↓

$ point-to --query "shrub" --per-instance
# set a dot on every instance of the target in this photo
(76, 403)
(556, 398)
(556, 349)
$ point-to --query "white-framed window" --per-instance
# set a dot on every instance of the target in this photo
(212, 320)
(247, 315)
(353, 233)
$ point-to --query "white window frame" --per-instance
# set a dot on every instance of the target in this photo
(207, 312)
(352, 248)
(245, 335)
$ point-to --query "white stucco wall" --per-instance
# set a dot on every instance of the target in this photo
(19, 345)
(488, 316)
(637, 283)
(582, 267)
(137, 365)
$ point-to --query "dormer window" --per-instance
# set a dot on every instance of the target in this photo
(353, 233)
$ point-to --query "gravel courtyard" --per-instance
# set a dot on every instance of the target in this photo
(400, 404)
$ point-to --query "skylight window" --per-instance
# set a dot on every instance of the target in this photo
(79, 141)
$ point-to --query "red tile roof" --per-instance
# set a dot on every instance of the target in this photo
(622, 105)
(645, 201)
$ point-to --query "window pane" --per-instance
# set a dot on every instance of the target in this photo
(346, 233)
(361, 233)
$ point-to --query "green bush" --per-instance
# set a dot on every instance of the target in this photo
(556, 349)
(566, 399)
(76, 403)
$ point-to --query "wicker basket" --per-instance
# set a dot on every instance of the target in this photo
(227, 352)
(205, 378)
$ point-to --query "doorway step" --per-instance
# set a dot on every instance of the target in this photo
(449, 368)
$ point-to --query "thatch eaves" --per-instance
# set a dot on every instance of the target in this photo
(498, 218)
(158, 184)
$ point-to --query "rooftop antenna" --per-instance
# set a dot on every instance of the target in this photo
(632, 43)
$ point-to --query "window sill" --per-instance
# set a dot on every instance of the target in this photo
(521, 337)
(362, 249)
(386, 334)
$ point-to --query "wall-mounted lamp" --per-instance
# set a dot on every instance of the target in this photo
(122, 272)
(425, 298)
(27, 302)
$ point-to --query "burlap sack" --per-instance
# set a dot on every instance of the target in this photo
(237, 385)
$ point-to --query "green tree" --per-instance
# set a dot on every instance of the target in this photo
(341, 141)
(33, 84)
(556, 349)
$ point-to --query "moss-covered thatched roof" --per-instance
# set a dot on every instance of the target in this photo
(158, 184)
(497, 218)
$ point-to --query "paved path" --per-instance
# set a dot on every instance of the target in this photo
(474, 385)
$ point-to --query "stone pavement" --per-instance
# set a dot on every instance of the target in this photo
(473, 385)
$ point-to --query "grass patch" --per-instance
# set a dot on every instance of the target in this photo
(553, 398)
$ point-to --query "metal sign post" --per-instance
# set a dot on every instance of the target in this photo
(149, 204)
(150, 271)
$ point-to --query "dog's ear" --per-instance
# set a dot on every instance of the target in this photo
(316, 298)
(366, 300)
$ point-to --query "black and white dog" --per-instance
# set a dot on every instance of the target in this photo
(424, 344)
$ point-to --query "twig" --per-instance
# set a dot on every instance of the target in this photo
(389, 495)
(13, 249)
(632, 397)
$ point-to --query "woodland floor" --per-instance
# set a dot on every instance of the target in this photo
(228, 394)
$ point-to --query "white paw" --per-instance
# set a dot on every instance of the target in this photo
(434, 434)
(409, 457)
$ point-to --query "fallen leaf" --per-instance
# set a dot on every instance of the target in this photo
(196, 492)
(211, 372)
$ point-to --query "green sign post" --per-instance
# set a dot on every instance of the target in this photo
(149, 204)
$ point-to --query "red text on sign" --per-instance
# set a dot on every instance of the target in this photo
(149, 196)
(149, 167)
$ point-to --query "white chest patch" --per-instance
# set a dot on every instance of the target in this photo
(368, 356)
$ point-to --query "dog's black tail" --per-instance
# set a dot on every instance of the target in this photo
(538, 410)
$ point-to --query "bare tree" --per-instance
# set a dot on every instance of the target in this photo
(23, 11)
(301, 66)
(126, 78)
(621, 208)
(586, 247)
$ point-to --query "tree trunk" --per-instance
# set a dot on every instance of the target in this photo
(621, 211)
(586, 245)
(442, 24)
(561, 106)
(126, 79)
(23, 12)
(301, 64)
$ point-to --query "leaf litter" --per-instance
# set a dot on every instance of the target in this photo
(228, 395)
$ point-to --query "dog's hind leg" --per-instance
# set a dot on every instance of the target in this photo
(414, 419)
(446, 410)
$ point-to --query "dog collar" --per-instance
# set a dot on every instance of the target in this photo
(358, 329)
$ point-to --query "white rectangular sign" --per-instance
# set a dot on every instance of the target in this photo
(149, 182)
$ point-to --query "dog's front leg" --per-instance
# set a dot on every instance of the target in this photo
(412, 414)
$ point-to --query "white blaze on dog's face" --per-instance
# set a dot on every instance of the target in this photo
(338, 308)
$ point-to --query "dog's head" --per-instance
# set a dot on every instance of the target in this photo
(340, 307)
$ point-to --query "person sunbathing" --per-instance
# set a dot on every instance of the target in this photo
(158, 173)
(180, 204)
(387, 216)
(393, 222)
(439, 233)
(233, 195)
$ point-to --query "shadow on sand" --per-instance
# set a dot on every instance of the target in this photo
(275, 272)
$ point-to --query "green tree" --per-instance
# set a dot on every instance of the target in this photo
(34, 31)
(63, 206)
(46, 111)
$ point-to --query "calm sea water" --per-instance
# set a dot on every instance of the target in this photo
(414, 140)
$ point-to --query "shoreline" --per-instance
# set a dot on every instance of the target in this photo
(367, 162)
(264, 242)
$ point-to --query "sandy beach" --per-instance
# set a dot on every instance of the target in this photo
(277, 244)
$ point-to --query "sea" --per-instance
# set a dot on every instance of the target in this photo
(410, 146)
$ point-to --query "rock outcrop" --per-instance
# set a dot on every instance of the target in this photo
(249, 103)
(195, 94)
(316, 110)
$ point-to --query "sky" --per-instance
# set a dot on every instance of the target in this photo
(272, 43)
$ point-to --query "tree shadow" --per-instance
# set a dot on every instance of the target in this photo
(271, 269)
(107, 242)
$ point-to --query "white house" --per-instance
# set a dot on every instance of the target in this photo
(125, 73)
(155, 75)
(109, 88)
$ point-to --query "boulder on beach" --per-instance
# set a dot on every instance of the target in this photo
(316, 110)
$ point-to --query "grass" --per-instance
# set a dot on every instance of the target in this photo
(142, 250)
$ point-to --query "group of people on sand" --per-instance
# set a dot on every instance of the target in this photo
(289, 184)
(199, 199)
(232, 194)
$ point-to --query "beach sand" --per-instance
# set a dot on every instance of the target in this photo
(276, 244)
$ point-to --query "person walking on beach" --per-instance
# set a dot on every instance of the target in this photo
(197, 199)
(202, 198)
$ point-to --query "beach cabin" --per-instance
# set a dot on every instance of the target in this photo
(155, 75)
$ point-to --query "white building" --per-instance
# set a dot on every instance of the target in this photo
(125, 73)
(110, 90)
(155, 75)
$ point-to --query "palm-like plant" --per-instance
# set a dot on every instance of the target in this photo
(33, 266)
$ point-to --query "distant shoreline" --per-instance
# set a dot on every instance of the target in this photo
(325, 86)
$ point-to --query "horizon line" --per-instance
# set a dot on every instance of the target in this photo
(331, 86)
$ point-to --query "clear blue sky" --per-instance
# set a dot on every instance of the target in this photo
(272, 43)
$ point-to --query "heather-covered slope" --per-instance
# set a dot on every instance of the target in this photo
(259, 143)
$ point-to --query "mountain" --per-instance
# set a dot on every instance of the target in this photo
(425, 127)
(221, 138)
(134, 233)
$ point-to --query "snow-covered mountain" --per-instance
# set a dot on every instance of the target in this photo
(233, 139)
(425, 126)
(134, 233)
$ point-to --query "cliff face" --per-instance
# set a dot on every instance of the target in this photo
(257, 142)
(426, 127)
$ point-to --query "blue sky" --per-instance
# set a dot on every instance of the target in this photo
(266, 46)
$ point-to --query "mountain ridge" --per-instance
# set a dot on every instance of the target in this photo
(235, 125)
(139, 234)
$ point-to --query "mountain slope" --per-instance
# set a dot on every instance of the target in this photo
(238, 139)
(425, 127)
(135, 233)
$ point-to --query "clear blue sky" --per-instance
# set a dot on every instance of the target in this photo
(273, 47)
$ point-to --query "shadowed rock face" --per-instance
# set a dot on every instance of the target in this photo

↑

▸ DIRECTIVE
Pick out every line in the rows above that contains the string "wall", and copy each one in full. Case counts.

▸ ANSWER TO THE EXERCISE
$ point-to --query "white stucco wall" --per-instance
$ point-to --query "wall-mounted lamp" --per-instance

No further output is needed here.